[Stored data]

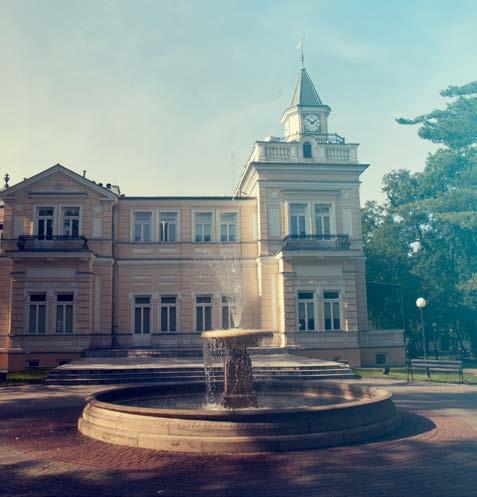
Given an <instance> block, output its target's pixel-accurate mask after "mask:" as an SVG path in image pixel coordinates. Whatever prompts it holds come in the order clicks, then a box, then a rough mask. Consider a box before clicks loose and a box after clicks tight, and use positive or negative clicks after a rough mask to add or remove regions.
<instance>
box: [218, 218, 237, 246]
mask: <svg viewBox="0 0 477 497" xmlns="http://www.w3.org/2000/svg"><path fill="white" fill-rule="evenodd" d="M220 241H221V242H236V241H237V214H236V213H235V212H227V213H222V214H220Z"/></svg>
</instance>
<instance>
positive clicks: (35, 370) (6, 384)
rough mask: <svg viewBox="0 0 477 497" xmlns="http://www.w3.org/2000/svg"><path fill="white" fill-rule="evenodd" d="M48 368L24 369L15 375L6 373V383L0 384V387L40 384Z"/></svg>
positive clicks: (5, 381)
mask: <svg viewBox="0 0 477 497" xmlns="http://www.w3.org/2000/svg"><path fill="white" fill-rule="evenodd" d="M49 370H50V368H36V369H25V370H24V371H18V372H17V373H7V381H4V382H0V385H12V384H15V383H41V382H42V381H43V380H44V379H45V378H46V376H47V375H48V371H49Z"/></svg>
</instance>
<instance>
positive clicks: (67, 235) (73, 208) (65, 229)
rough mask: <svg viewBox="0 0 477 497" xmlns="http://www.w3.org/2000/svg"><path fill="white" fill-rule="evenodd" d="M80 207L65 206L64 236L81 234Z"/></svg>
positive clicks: (63, 210) (63, 226) (64, 213)
mask: <svg viewBox="0 0 477 497" xmlns="http://www.w3.org/2000/svg"><path fill="white" fill-rule="evenodd" d="M79 211H80V208H79V207H63V210H62V215H63V235H64V236H71V237H75V236H79V221H80V215H79Z"/></svg>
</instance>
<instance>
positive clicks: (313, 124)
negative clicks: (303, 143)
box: [304, 114, 320, 131]
mask: <svg viewBox="0 0 477 497" xmlns="http://www.w3.org/2000/svg"><path fill="white" fill-rule="evenodd" d="M304 124H305V129H306V131H319V129H320V116H317V115H316V114H307V115H306V116H305V119H304Z"/></svg>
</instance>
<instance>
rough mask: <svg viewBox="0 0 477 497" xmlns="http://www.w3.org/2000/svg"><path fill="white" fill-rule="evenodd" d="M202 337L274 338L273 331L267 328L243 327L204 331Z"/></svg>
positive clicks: (202, 333)
mask: <svg viewBox="0 0 477 497" xmlns="http://www.w3.org/2000/svg"><path fill="white" fill-rule="evenodd" d="M200 336H201V338H204V339H206V340H210V339H221V340H223V339H224V338H241V337H244V338H245V337H257V338H272V337H273V332H272V331H267V330H250V329H241V328H231V329H228V330H210V331H203V332H202V333H201V335H200Z"/></svg>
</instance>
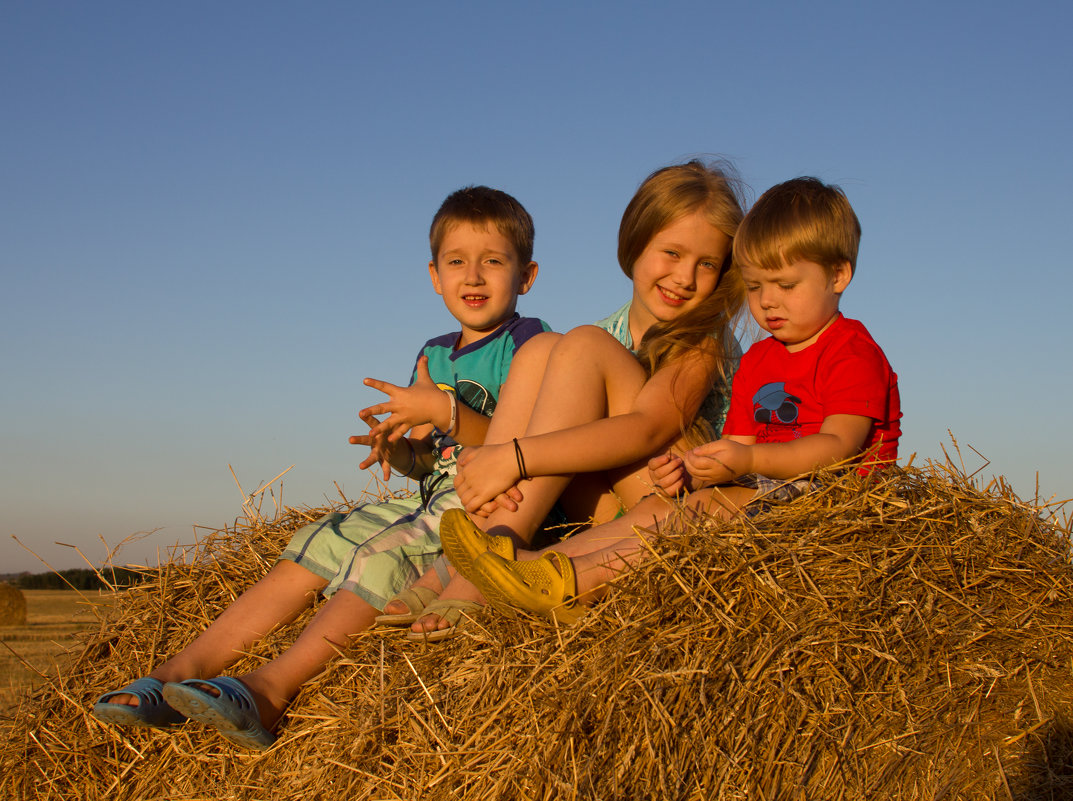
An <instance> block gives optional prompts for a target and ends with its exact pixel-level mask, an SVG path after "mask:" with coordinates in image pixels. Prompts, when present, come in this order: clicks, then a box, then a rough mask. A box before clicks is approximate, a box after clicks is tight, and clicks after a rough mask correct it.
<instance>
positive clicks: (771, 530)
mask: <svg viewBox="0 0 1073 801" xmlns="http://www.w3.org/2000/svg"><path fill="white" fill-rule="evenodd" d="M289 515H290V517H289V518H288V519H285V520H283V521H282V522H281V523H280V524H279V525H277V526H261V528H255V529H236V530H231V531H224V532H219V533H217V535H215V536H214V537H212V538H210V540H209V542H208V543H206V545H205V548H204V550H203V552H202V557H201V559H200V560H199V562H197V564H196V565H194V566H186V565H177V564H176V565H168V566H166V567H165V568H164V569H163V570H162V572H161V574H160V577H159V579H158V580H157V581H156V582H153V583H150V584H145V585H142V587H139V588H136V589H132V590H130V591H128V592H127V593H126V594H124V597H123V599H122V602H121V605H120V606H119V607H118V608H117V611H116V617H115V619H114V620H112V621H104V622H102V625H101V628H100V632H98V633H97V634H95V635H92V636H90V637H88V638H87V639H86V641H85V647H84V649H83V651H82V653H80V654H78V655H77V656H76V657H75V658H74V659H73V662H72V664H71V665H69V666H67V668H65V669H64V670H62V671H60V673H59V674H57V677H55V679H54V680H53V681H54V686H53V687H52V688H46V689H42V691H40V692H39V693H38V694H36V696H35V697H34V699H33V703H32V704H24V707H23V708H20V709H19V710H18V712H17V715H16V720H14V721H13V722H12V723H11V724H10V725H3V724H0V797H15V798H25V799H38V798H64V797H80V798H85V799H99V798H100V799H104V798H108V799H135V798H164V797H182V798H227V799H258V798H264V797H265V796H266V795H270V796H271V797H273V798H276V799H304V800H305V799H308V798H354V799H386V798H392V799H447V798H466V799H479V800H484V799H489V800H490V799H515V798H579V799H638V798H666V799H702V798H704V799H746V798H765V799H866V798H867V799H936V798H947V799H974V798H1013V799H1018V800H1020V799H1035V798H1070V797H1073V715H1071V714H1070V713H1069V710H1070V709H1073V707H1071V706H1070V703H1071V701H1073V689H1071V686H1073V681H1071V679H1073V625H1071V624H1070V622H1069V618H1070V615H1069V609H1070V603H1071V600H1073V567H1071V564H1070V532H1069V528H1068V523H1067V524H1064V525H1059V524H1057V523H1056V521H1055V520H1053V519H1052V518H1050V517H1049V516H1048V515H1047V511H1046V509H1042V508H1039V507H1037V506H1033V505H1031V504H1026V503H1023V502H1021V501H1019V500H1018V499H1016V498H1015V496H1013V494H1012V493H1010V492H1009V490H1008V489H1006V488H1005V487H1004V486H1003V485H1001V484H999V485H998V486H993V487H988V488H986V489H981V488H979V487H976V486H974V485H973V484H972V483H971V481H970V480H969V479H967V478H965V477H964V476H961V475H960V474H957V473H950V472H945V471H942V470H938V469H930V470H928V471H922V470H916V469H913V470H895V471H890V472H888V473H887V474H886V475H885V476H883V477H881V478H877V479H874V480H871V479H862V478H859V477H855V476H850V477H846V478H844V479H841V480H838V481H836V483H834V484H833V485H832V486H831V487H829V488H828V489H827V490H826V491H824V492H822V493H819V494H815V495H813V496H810V498H809V499H807V500H804V501H798V502H795V503H792V504H789V505H785V506H778V507H775V508H774V509H771V510H770V511H769V513H767V514H765V515H762V516H760V517H756V518H753V519H752V520H738V521H734V522H731V523H719V522H717V521H714V520H710V519H706V518H703V517H696V516H692V515H689V514H687V513H685V511H684V513H682V514H681V515H679V516H678V517H676V518H675V519H674V520H672V521H670V522H668V523H667V524H666V525H665V526H664V528H663V530H662V531H660V532H659V534H658V535H655V534H653V536H652V538H651V548H652V552H653V558H652V559H650V560H648V561H647V562H645V563H643V564H641V565H640V566H637V567H636V568H635V569H633V570H632V572H631V573H629V574H628V575H626V576H623V577H622V578H621V579H620V580H619V581H617V582H616V583H617V589H616V590H615V591H614V592H612V593H611V594H609V595H608V597H607V598H606V599H605V600H604V602H603V603H602V604H601V605H600V606H599V607H598V608H596V609H594V610H593V612H592V613H590V614H588V615H586V617H585V618H584V619H583V620H582V621H580V622H579V623H578V624H577V625H575V626H572V627H569V628H562V629H557V628H555V627H554V626H552V625H549V624H546V623H544V622H543V621H535V620H529V619H518V620H506V619H503V618H501V617H498V615H496V614H495V613H493V612H483V613H481V614H479V615H477V618H476V621H475V624H471V625H469V626H468V628H467V632H466V634H465V635H464V636H459V637H456V638H454V639H453V640H450V641H447V642H446V643H442V644H439V646H429V647H426V646H421V644H416V646H415V644H414V643H411V642H408V641H406V640H405V639H403V638H402V637H401V635H400V633H397V632H389V633H386V634H384V633H380V632H374V633H370V634H369V635H368V636H365V637H363V638H361V640H359V641H358V642H357V643H356V644H355V647H354V648H353V649H351V650H350V651H349V652H347V653H346V654H344V655H343V656H342V657H341V658H339V659H337V661H336V662H335V663H334V664H333V665H332V666H330V667H329V668H328V670H326V671H325V672H324V673H323V674H322V676H321V677H319V678H318V679H317V680H314V681H312V682H310V683H309V684H308V685H307V686H306V687H305V688H304V689H303V692H302V694H300V695H299V696H298V698H297V699H296V700H295V702H294V704H293V706H292V708H291V710H290V711H289V713H288V715H286V716H285V718H284V721H283V725H282V729H281V738H280V743H279V745H278V746H277V747H276V748H274V750H273V751H270V752H268V753H266V754H264V755H256V754H248V753H245V752H239V751H236V750H234V748H232V747H231V746H229V745H227V744H225V743H224V741H223V740H222V739H221V738H219V737H218V736H217V735H216V733H215V732H211V731H209V730H206V729H204V728H201V727H196V726H194V725H188V726H186V727H183V728H181V729H180V730H178V731H177V732H174V733H170V732H168V733H165V732H157V731H137V730H120V729H115V728H108V727H104V726H102V725H100V724H98V723H97V722H95V721H93V720H92V718H91V717H90V716H89V715H88V709H89V706H90V703H91V701H92V699H93V697H94V696H95V695H97V694H99V693H101V692H103V691H104V689H107V688H113V687H116V686H119V685H121V684H122V683H123V682H126V681H128V680H130V679H132V678H134V677H136V676H139V674H142V673H144V672H146V671H147V669H148V668H149V667H150V666H151V665H153V664H156V663H157V662H159V661H160V658H161V657H162V656H163V655H164V654H168V653H173V652H174V651H176V650H177V649H179V648H181V647H182V646H183V644H186V642H188V641H189V640H190V639H191V638H192V637H193V636H194V635H195V634H196V633H197V632H200V631H201V629H202V628H203V627H204V624H205V623H206V622H207V620H209V619H210V618H212V617H215V615H216V614H217V613H218V612H219V610H220V609H222V608H223V607H224V606H225V605H226V604H227V603H229V602H230V599H231V598H232V597H233V596H234V595H235V594H237V593H238V592H240V591H241V589H242V588H245V587H246V585H247V584H248V583H249V582H250V581H251V580H252V579H253V578H255V577H256V576H259V575H261V574H262V573H263V572H264V569H266V567H267V566H268V565H269V564H270V562H271V560H273V559H274V557H275V553H276V552H278V550H279V548H281V547H282V544H283V543H285V540H286V538H288V535H289V532H290V531H291V530H292V529H293V528H295V526H296V525H297V524H300V522H303V521H304V519H305V517H302V515H299V514H298V513H294V511H293V510H291V511H290V513H289ZM309 516H315V513H313V514H311V515H306V517H309ZM307 620H308V617H305V618H303V619H300V620H299V621H298V622H297V625H296V626H294V627H292V628H290V629H286V631H284V632H279V633H276V634H274V635H273V636H271V637H270V638H268V640H266V641H265V642H264V643H262V644H261V646H259V647H258V648H256V649H255V650H254V651H253V652H252V653H251V654H250V655H249V657H248V658H246V659H245V661H244V663H241V664H239V665H238V666H236V668H235V670H234V672H242V671H245V670H248V669H250V668H251V667H253V666H255V665H256V664H260V662H261V661H262V659H264V658H271V657H273V656H274V655H275V654H277V653H278V652H279V651H280V650H281V649H282V648H285V647H286V644H289V642H290V641H292V640H293V638H294V636H295V634H296V632H297V631H298V628H299V627H300V626H302V625H304V624H305V623H306V622H307ZM57 753H58V754H62V758H57V757H56V756H55V755H56V754H57Z"/></svg>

**Exercise prompt:**
Return each line among the entries that holds the word "prompts".

**Response to the exercise:**
Given an <instance> block, output its target's pixel-accurate mask after "mask:" as an SVG path in image pixel coordinates. Whatever prompts it holds come in the order clicks, then a box, then a rough mask. Consider a box before clicks loose and a box after clicks tight, and use positive or negative clicks after a rough mask to add or remove regions.
An <instance> block gives optional prompts for a target and ends with its exact pixel-level mask, an SVG path after "mask:" with coordinates in image pixels. Prompts, when present, come in this order: clicks, then a box, then a rough mask. A box before clicks is approximate, a box after clicks is tight, and clicks after a rough mask correct it.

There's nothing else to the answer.